• _Short problem_
Rewrite the rows below, from the start through the line containing "1 88 42 222", inclusive, and keep each request unchanged. Scale only the bounding-box coordinates in the results by multiplying them by 2.4 and rounding to whole numbers, with halves rounded up.

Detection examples
☆ ☆ ☆ ☆ ☆ ☆ ☆
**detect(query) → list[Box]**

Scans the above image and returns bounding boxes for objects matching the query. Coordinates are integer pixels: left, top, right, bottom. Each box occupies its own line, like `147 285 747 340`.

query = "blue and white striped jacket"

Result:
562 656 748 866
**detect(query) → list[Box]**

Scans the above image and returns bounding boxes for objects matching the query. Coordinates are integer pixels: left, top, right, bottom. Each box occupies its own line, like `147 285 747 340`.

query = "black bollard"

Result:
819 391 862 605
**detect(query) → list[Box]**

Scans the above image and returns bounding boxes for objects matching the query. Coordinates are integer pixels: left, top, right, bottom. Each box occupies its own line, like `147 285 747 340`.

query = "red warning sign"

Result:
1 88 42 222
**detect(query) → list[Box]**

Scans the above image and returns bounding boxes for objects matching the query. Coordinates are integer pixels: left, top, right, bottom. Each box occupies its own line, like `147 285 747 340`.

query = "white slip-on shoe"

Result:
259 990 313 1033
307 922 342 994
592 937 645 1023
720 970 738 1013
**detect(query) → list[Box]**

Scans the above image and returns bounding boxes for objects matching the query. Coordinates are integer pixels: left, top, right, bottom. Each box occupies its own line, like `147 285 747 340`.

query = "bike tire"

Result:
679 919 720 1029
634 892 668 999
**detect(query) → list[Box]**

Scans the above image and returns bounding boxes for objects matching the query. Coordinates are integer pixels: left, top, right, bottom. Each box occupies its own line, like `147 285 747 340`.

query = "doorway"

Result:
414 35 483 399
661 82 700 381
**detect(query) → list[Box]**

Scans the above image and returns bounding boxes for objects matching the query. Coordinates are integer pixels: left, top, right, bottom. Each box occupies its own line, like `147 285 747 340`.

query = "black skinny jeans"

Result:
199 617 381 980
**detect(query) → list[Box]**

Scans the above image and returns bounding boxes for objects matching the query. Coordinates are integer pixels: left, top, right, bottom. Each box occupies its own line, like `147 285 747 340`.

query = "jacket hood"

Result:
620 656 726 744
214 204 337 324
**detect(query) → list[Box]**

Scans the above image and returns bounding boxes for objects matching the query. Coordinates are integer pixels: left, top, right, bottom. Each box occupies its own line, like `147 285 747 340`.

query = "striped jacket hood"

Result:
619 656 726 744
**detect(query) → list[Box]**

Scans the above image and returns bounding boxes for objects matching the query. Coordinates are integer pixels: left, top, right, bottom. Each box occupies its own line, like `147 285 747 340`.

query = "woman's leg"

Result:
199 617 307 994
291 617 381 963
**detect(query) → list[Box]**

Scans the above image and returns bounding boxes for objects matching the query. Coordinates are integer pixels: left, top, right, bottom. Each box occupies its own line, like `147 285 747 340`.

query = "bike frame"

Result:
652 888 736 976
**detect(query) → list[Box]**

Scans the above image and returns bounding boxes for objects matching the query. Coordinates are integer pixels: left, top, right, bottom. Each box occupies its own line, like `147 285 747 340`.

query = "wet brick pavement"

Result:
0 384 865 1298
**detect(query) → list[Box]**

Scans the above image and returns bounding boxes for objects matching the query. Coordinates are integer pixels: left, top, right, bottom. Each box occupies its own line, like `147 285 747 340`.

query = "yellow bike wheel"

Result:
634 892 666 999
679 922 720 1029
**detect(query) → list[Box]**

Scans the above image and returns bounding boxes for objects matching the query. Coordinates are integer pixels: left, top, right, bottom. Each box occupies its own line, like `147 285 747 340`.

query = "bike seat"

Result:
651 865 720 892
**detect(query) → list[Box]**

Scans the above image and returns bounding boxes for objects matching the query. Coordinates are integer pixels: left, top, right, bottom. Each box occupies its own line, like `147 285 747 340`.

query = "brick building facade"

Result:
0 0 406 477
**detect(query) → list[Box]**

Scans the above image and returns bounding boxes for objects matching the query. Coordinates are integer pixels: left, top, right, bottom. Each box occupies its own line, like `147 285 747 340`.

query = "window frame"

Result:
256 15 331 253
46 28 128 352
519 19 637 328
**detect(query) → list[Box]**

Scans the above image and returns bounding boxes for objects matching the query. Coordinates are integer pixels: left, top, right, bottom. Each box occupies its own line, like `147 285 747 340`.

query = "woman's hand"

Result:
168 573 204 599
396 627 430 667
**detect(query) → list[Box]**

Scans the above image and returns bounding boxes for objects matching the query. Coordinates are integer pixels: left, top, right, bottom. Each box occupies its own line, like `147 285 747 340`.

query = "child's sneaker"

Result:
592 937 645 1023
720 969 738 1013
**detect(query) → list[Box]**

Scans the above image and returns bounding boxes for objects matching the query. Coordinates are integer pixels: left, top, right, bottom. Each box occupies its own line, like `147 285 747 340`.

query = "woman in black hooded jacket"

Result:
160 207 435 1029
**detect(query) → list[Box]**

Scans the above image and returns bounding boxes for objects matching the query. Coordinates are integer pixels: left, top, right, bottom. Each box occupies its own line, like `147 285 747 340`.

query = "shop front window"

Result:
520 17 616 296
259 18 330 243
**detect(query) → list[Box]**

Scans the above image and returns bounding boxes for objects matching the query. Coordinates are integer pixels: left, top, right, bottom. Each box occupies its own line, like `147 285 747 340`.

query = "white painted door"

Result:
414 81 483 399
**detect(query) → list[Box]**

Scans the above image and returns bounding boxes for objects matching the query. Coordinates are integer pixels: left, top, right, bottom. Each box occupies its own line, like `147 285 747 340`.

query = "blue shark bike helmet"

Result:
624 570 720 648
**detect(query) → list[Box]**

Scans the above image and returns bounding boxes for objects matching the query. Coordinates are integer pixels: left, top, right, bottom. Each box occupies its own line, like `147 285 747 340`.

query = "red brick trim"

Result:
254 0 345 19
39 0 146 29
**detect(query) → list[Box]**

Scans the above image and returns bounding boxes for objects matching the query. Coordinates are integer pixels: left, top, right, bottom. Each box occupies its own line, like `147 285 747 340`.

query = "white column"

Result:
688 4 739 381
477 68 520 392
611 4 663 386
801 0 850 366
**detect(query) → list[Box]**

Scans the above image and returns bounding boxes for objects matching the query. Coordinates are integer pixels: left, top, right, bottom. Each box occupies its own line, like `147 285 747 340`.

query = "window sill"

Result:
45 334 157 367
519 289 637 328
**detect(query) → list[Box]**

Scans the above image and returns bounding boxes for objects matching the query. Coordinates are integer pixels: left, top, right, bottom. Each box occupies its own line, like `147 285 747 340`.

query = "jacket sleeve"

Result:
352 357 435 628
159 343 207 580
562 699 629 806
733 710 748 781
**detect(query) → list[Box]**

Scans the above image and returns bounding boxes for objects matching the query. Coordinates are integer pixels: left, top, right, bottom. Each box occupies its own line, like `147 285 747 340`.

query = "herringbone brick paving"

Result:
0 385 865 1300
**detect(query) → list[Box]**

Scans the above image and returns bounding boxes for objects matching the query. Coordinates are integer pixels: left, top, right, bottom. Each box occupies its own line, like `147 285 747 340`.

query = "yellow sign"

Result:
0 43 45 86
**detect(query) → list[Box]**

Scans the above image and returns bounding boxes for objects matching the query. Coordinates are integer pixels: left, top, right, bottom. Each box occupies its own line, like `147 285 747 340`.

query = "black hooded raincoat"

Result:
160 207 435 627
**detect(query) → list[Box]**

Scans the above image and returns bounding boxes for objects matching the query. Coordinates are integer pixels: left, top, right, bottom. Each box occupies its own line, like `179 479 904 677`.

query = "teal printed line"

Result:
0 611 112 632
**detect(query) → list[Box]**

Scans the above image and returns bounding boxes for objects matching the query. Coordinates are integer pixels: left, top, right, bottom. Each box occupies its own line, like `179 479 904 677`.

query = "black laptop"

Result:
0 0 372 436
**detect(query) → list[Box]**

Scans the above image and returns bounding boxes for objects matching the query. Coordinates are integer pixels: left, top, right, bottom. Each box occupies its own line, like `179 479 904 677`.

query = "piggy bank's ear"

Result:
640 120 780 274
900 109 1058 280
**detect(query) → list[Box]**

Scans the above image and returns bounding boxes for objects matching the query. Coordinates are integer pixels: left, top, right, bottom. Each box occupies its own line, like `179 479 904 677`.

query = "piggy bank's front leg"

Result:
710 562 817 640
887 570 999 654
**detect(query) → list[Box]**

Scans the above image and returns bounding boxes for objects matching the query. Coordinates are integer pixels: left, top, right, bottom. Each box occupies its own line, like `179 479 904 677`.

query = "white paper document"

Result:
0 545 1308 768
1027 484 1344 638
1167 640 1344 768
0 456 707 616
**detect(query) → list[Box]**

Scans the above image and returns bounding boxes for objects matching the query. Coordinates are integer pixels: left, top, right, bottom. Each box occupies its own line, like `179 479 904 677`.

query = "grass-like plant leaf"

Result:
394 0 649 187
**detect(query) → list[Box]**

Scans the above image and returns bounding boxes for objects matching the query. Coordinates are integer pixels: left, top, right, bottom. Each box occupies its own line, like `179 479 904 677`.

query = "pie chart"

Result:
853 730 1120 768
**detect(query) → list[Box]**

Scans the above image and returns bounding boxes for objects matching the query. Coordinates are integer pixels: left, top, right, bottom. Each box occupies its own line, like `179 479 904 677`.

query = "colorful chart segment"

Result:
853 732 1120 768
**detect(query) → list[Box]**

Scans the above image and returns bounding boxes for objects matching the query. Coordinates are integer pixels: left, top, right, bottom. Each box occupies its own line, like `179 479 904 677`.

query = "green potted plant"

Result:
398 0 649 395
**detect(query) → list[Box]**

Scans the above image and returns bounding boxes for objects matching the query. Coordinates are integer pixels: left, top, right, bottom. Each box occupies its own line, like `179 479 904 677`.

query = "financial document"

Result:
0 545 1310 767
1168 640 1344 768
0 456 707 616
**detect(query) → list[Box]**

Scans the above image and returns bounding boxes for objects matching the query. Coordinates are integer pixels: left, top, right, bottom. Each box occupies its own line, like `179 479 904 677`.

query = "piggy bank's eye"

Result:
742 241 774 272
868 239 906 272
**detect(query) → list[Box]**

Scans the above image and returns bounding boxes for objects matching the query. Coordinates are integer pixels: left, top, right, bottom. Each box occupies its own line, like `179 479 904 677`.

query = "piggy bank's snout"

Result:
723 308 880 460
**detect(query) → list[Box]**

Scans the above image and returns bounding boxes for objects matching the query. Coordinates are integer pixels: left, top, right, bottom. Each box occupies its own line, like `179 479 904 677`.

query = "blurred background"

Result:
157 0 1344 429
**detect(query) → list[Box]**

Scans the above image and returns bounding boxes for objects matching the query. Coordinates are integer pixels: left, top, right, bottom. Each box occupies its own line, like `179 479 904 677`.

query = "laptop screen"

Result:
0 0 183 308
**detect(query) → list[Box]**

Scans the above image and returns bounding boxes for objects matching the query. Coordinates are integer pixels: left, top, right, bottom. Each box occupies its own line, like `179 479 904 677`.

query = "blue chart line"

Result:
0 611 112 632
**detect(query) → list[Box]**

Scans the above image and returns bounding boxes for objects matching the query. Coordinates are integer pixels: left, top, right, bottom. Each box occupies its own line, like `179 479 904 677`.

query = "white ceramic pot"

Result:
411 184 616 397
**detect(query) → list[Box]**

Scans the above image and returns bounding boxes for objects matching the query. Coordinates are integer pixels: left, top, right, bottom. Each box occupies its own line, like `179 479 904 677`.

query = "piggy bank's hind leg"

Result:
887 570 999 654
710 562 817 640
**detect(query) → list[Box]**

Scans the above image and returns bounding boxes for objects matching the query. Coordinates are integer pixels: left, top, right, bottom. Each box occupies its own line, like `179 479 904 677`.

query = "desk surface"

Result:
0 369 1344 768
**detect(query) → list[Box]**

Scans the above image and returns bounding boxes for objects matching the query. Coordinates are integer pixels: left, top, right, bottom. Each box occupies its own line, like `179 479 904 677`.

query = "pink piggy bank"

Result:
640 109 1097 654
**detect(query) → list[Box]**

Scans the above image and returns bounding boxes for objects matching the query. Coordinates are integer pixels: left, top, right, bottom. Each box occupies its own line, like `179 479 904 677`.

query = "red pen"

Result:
☆ ☆ ☆ ☆ ☆ ☆ ☆
• _Written solution_
**detect(query) → list[Box]**

Scans the above image and returns bounding boxes for objects matching the query. Coordinates are integer pixels: left, top, right, bottom. Each box occupies its own line, like `147 285 747 340`.

query = "blue and white striped jacket"

Result:
1349 1574 1795 2078
**detect(query) → list[Box]**

Scans the above image and returns bounding boxes for objects matching the query. Coordinates are integer pixels: left, top, right, bottom. Each box occupies its own line, like `147 285 747 340`.

query = "black bollard"

Result:
1966 938 2069 1452
**detect(query) → list[Box]**

Scans the above image and returns bounding boxes for objects matching the query. Coordinates are integer pixels: left, top, right, bottom. Each box occupies its own line, like `147 285 747 340`.

query = "red warning sign"

Result:
2 211 101 533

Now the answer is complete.